_Extract_
Rep. Bruce Vento (D-Minn.), who sided with the small banks and sponsored the amendment to kill interstate branches, argued that interstate branch banking will effectively kill the ability of individual states to regulate banks, leaving the industry completely reliant on federal regulation. The subcommittee “ran roughshod over the states . . . in the name of big banks,” Vento complained after his amendment was defeated. He plans to bring the issue up again when the legislation reaches the full banking committee, he said.

Today, 48 states already allow some form of interstate banking, but in many states interstate operations are still severely restricted. To cross state lines now, banks must set up new corporations in each state before they can accept deposits, and many states allow only banks from neighboring states to enter their markets. California is one of the most open states; it allows banks from any states that also allow California banks to enter their markets.

_Written task 1_
According to the banking passage, how many states already allow some form of interstate banking?
_Written task 2_
Please reproduce everything from "Rep. Bruce Vento" down to "committee, he said." in the banking passage, word for word.
Rely only on the banking passage for your answers.

_Dataset content_
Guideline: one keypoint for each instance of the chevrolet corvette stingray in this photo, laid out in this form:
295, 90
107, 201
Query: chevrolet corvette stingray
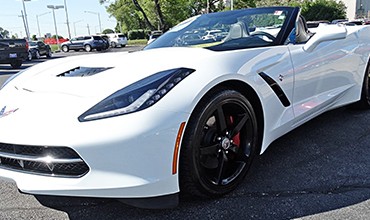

_Full output 1_
48 states.

_Full output 2_
Rep. Bruce Vento (D-Minn.), who sided with the small banks and sponsored the amendment to kill interstate branches, argued that interstate branch banking will effectively kill the ability of individual states to regulate banks, leaving the industry completely reliant on federal regulation. The subcommittee “ran roughshod over the states . . . in the name of big banks,” Vento complained after his amendment was defeated. He plans to bring the issue up again when the legislation reaches the full banking committee, he said.